((

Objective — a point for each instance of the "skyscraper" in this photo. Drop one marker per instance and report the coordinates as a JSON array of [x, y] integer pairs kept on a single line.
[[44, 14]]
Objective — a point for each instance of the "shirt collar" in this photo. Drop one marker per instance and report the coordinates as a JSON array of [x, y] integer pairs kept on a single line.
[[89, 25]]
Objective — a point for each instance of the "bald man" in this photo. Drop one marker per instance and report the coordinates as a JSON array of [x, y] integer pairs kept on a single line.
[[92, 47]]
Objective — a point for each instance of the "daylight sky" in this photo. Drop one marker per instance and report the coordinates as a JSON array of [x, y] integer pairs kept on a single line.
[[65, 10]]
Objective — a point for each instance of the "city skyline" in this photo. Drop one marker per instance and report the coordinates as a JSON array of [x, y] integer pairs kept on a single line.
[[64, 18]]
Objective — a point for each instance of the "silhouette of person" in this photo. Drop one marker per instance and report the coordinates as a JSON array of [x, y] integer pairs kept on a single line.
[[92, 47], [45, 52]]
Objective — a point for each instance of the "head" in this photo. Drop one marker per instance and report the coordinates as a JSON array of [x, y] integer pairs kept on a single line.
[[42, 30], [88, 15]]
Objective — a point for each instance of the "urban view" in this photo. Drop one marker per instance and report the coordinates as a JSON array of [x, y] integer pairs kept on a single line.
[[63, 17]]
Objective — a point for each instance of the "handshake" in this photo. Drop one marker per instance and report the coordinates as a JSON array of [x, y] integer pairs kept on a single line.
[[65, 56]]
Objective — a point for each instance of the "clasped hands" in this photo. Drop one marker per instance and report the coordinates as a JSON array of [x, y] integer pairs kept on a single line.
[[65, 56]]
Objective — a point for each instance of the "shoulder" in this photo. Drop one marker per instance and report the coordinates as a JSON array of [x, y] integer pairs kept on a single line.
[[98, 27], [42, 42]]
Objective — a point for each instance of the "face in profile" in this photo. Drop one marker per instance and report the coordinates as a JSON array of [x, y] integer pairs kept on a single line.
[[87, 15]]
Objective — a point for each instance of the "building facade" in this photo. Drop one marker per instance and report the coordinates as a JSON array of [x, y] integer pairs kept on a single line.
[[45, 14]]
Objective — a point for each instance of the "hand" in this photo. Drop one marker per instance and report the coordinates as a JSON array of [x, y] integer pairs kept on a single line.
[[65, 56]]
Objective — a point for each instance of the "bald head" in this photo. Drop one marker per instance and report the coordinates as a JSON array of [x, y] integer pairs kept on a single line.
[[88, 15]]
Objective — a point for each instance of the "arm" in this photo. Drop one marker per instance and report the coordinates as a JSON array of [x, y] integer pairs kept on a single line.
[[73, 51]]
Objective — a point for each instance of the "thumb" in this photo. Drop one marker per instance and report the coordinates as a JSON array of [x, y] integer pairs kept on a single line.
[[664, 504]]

))

▸ PROBLEM: Repeat the whole listing exactly.

▸ FINISHED EXERCISE:
Objective — a point for each instance of the "skyscraper" in this photo. Drop one marker per instance and report the coordinates as a JSON array of [x, y] integer pairs kept on a single line.
[[44, 14]]
Objective — a point for each instance of the "shirt collar" in this photo. Drop one marker per instance and report the coordinates as a JSON array of [x, y] integer pairs kept on a single line.
[[89, 25]]
Objective — a point for each instance of the "bald man" in this photo. Drop one marker per instance and report the coordinates as a JSON array of [x, y] integer pairs kept on a single line.
[[92, 47]]
Objective — a point for each instance of the "daylight sky" in this photo. Drop one marker per instance and report the coordinates as a JSON array of [x, y] integer pairs kept on a single line.
[[65, 10]]
Objective — a point for each instance of the "city skyline" in this photo. Drop one marker per instance and report the coordinates as a JSON array of [x, y] integer pairs kept on a single line.
[[64, 18]]
Objective — a point for each instance of the "silhouette of person" in this photo. Drop one marker per instance and report the coordinates as a JSON array of [x, y] integer pairs kept on a single line.
[[92, 47], [45, 52]]
Objective — a point for each instance of the "head" in this photo. Drop one marker per instance and report the coordinates as a JSON array of [x, y] integer pairs kept on a single line.
[[42, 30], [88, 15]]
Objective — a point for each instance of the "urban view" in this photo. Drop one marker per instance and report the coordinates as a JSON array of [x, y] integer pairs kept on a single line.
[[63, 17]]
Objective — a point for each instance of the "handshake" in this photo. Drop one marker per instance and report the coordinates as a JSON array of [x, y] integer pairs kept on a single line.
[[65, 56]]
Objective — a point for each instance of the "clasped hands" in this photo. Drop one marker per instance and report the coordinates as a JSON array of [x, y] integer pairs kept on a single line.
[[65, 56]]
Objective — a point for each instance of the "shoulder" in this photo. Drop one marker per instance and report the coordinates as a JSON array of [x, y] integer pairs kept on a single line.
[[98, 27], [42, 42]]
Objective — a point for each instance of the "face in profile" in this photo. Drop one marker per instance and report the coordinates as a JSON array of [x, y] integer pairs kept on a single line.
[[87, 15]]
Objective — a point for each instance of the "building facade" in this photo. Drop one marker per instance and report the coordinates as a JSON array of [x, y] integer pairs kept on a single line.
[[45, 14]]
Objective — a point for each instance of the "hand" in this photo. Drop one marker per instance and report the coordinates as a JSON array of [x, y] integer pairs kept on a single line.
[[65, 56]]
Objective — a point for each instance of the "bald head" in this photo. Drop one marker per instance and report the coordinates as a JSON array of [x, y] integer pairs kept on a single line.
[[88, 15]]
Objective — a point for each instance of the "arm" in this photo. Drop one marker per instance and report the coordinates as a JSON array of [x, y] integer pairs kept on a single line.
[[73, 51]]
Objective — a point for each instance of the "thumb" in this photo. Drop one marker per instance and report the coordinates as a JSON array of [x, y] integer pairs kept on a single line.
[[664, 504]]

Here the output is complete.